Saved data entries:
** Begin **
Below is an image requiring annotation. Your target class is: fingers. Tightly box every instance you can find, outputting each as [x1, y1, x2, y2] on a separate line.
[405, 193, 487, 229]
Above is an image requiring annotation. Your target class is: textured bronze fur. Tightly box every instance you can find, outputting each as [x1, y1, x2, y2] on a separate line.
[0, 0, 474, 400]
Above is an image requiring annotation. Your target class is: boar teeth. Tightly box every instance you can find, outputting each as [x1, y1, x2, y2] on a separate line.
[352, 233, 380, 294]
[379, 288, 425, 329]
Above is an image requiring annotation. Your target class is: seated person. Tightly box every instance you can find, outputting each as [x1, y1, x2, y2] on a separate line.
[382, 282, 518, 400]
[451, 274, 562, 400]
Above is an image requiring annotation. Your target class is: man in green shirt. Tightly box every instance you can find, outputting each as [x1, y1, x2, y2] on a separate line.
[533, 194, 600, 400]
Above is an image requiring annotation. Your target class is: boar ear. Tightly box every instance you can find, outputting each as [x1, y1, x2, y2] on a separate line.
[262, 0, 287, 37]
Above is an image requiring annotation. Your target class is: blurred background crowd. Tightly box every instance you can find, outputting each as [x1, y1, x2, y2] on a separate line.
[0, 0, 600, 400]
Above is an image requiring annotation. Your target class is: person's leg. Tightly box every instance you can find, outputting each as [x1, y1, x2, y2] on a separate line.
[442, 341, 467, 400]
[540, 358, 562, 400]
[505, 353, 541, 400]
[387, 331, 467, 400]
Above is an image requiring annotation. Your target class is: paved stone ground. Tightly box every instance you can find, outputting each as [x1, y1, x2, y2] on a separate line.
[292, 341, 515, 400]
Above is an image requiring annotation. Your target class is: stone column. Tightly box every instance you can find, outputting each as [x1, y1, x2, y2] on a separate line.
** End **
▸ SET TASK
Return each of the entries above verbatim, keeping every line unchanged.

▸ TASK SOLUTION
Below is an image requiring annotation. Your target class is: fingers. Tightly box every instance you can find, outputting each as [x1, y1, x2, y2] on a separate line.
[405, 193, 487, 229]
Above is an image requiring annotation. Your target class is: textured bronze fur. Tightly box every instance you can find, outputting each as [x1, y1, x2, y2] on a separate line.
[0, 0, 474, 400]
Above is an image requiring annotation. Your target class is: boar teeth. Tightly box every instance you can find, outputting each as [x1, y1, x2, y2] on a separate line.
[352, 233, 380, 294]
[379, 288, 425, 329]
Above is an image requiring annotation. Your target class is: seated person. Tightly box every instance you can find, outputting each as [x1, y1, x2, y2] on a separate line.
[382, 282, 518, 400]
[451, 274, 562, 400]
Above is an image requiring annotation. Your target class is: man in green shirt. Tightly box every instance you can find, outputting each as [x1, y1, x2, y2] on a separate line.
[533, 194, 600, 400]
Above is an image requiring annotation. Your target class is: boar ear. Tightly box every instance you can find, outputting each as [x1, y1, x2, y2] on a separate line.
[262, 0, 287, 37]
Above is an image requiring annotation. Your target class is: blurred background crowd. Tightly box every instance you can find, outputting each as [x1, y1, x2, y2] on a separate line.
[0, 0, 600, 400]
Above is an image requiring annotation. Your target class is: person's leg. Tightly box every instance you can find, outputting each as [x1, y1, x2, y2] on a separate line.
[442, 341, 467, 400]
[540, 358, 562, 400]
[505, 353, 541, 400]
[387, 331, 467, 400]
Above is an image requiring annotation. Your target class is: paved stone ground. Tightly box every instance you can find, outputting each as [x1, y1, x2, y2] on a separate line.
[292, 341, 515, 400]
Above is an image requiring annotation. Your target class is: stone column. Tightly box every instance you can find, outputting each as [x1, y1, x2, y2] on a separate line.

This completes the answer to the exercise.